*Stated goal*:
Switch "single pin" to "single point" wherever it occurs in the lines below, changing nothing else. Leave the pictures out of your answer.

*Data extract*:
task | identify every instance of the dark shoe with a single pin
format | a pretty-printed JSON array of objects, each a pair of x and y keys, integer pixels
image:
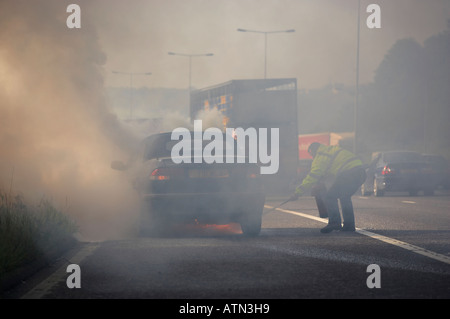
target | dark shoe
[
  {"x": 330, "y": 227},
  {"x": 348, "y": 228}
]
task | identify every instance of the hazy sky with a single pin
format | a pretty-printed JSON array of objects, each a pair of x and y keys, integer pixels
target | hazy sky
[{"x": 137, "y": 36}]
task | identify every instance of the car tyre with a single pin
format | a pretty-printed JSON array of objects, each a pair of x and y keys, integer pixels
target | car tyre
[
  {"x": 251, "y": 224},
  {"x": 376, "y": 190},
  {"x": 150, "y": 225},
  {"x": 364, "y": 190}
]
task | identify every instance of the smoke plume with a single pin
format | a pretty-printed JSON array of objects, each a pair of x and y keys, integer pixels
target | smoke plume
[{"x": 57, "y": 136}]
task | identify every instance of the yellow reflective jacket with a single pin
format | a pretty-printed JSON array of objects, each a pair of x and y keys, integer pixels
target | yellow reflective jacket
[{"x": 327, "y": 164}]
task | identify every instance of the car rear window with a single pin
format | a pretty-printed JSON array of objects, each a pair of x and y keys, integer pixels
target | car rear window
[{"x": 402, "y": 157}]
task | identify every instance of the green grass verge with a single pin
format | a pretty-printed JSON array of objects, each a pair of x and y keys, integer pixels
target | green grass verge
[{"x": 29, "y": 232}]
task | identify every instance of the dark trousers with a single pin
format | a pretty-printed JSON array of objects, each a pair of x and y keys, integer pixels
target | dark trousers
[{"x": 343, "y": 188}]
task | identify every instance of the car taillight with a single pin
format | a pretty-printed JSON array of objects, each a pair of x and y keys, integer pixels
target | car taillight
[
  {"x": 166, "y": 173},
  {"x": 386, "y": 170}
]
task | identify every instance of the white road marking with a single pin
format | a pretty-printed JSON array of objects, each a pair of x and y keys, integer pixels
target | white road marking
[
  {"x": 59, "y": 275},
  {"x": 392, "y": 241}
]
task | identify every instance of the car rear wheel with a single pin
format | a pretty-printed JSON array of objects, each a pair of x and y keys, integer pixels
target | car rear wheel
[
  {"x": 364, "y": 190},
  {"x": 376, "y": 190},
  {"x": 150, "y": 224},
  {"x": 251, "y": 224}
]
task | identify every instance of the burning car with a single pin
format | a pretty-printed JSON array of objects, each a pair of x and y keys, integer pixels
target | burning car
[
  {"x": 398, "y": 171},
  {"x": 173, "y": 192}
]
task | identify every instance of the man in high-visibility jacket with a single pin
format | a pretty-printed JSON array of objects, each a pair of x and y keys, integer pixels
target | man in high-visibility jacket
[{"x": 343, "y": 173}]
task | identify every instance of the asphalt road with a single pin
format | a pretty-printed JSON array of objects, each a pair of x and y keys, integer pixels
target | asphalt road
[{"x": 407, "y": 238}]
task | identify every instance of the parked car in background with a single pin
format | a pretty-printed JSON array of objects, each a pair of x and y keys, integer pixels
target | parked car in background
[
  {"x": 440, "y": 170},
  {"x": 401, "y": 171},
  {"x": 189, "y": 192}
]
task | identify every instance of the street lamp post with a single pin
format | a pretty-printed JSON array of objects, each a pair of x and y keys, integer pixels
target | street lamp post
[
  {"x": 355, "y": 112},
  {"x": 265, "y": 43},
  {"x": 190, "y": 56},
  {"x": 131, "y": 87}
]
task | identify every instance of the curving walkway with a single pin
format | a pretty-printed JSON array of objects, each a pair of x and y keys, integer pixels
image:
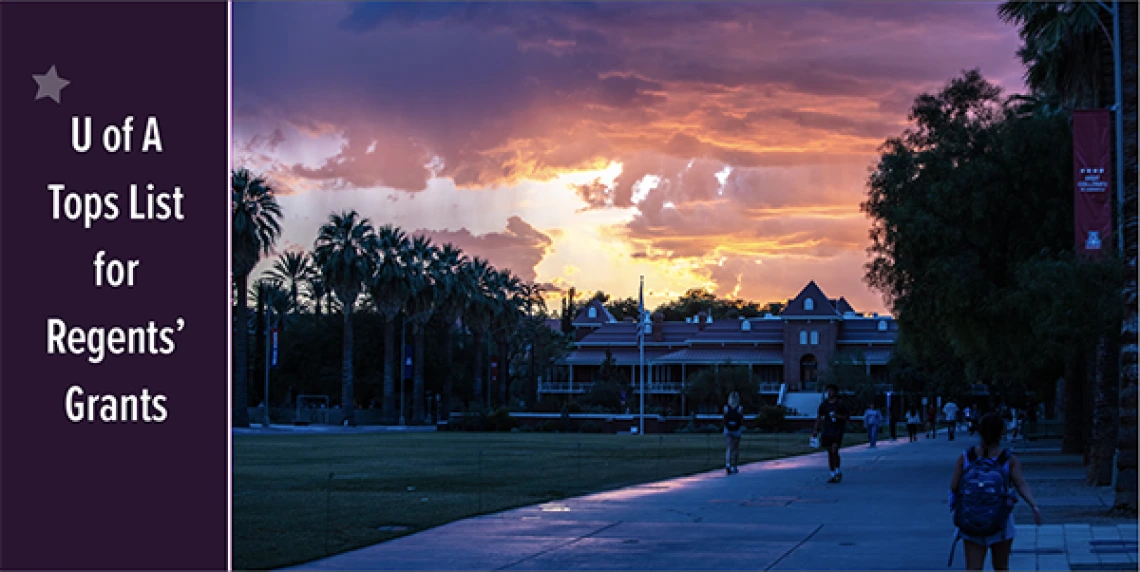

*Finished exercise*:
task | identify every instance of the dark shoe with a single point
format | a pretty-printed JSON array of objects, each a pair of x and y keys, integer pixels
image:
target | dark shoe
[
  {"x": 330, "y": 227},
  {"x": 348, "y": 228}
]
task | identify every instance of the hazy sky with a single point
format | a pretty-printed JSON array of objects, each a pair of x and y keys, integer pixels
target | hazy sky
[{"x": 137, "y": 36}]
task | identify every instance of the car tyre with a single point
format | a pretty-printed JSON array of objects, each a pair of x and y keys, integer pixels
target | car tyre
[
  {"x": 251, "y": 224},
  {"x": 376, "y": 190},
  {"x": 150, "y": 225},
  {"x": 364, "y": 190}
]
task | identify every instance of the smoke plume with a single point
format | a pretty-printed JSON array of objects, each a pair of x and y keys, integer pixels
target | smoke plume
[{"x": 57, "y": 136}]
task | identify every instance of the yellow reflective jacket with a single point
format | a pretty-printed JSON array of objects, each a pair of x and y keys, integer pixels
target | yellow reflective jacket
[{"x": 327, "y": 164}]
task | identify every instance of the car rear window with a single point
format | a pretty-printed JSON array of objects, each a pair of x and y keys, integer pixels
target | car rear window
[{"x": 402, "y": 157}]
task | identify every instance of the green grass verge with a single point
format | a pretty-printed JSON array of objects, each a pair of x and y keys, integer pixels
target | green grass verge
[{"x": 29, "y": 232}]
task | identify every instance of the dark trousers with a single point
format | a pretty-printed JSON array of objects, each a pair of x and y keys, integer pixels
target | dark trousers
[{"x": 343, "y": 188}]
task | identify every instance of the car taillight with a single point
format | a pretty-printed JSON array of objects, each a pair of x and y keys, integer pixels
target | car taillight
[
  {"x": 166, "y": 173},
  {"x": 386, "y": 170}
]
task | identify every instance of the white road marking with a single point
format | a pretty-printed JSON array of objects, each a pair of x and y keys, integer pixels
target | white road marking
[
  {"x": 59, "y": 275},
  {"x": 392, "y": 241}
]
task | identify every instance of the car rear wheel with a single point
format | a pretty-printed JSON array of objects, each a pair of x and y keys, integer pixels
target | car rear wheel
[
  {"x": 364, "y": 190},
  {"x": 376, "y": 190},
  {"x": 150, "y": 224},
  {"x": 251, "y": 224}
]
task | identify every instance of the burning car with a single point
format | a pretty-printed JSON array of objects, each a pair of x and y keys, integer pixels
target | burning car
[
  {"x": 398, "y": 171},
  {"x": 173, "y": 192}
]
task | identify every instance of the man in high-visibility jacket with a single point
format | a pretty-printed JSON array of objects, each a pair of x and y keys, integer pixels
target | man in high-visibility jacket
[{"x": 343, "y": 173}]
task | identify every instance of the asphalt road with a single point
format | a pretty-printed JSON array of objects, each a pair of x and y keys, integer pixels
target | asphalt road
[{"x": 407, "y": 238}]
task | identify every instance of the parked car in background with a single point
format | a pretty-printed JSON array of objects, each a pair of x and y keys, integer pixels
target | parked car in background
[
  {"x": 440, "y": 170},
  {"x": 401, "y": 171},
  {"x": 189, "y": 192}
]
task | identify every instance of the street lamp post with a single point
format | a pretty-printed JSON array of objects, each a pair of x and y keys, integer pixels
target | street lamp post
[
  {"x": 355, "y": 112},
  {"x": 265, "y": 43},
  {"x": 190, "y": 56},
  {"x": 131, "y": 87}
]
task | identify every instance of the curving walkway with a single point
format | a pretty-printed JSON array of objects, each a pair of x and y keys, integer pixels
image:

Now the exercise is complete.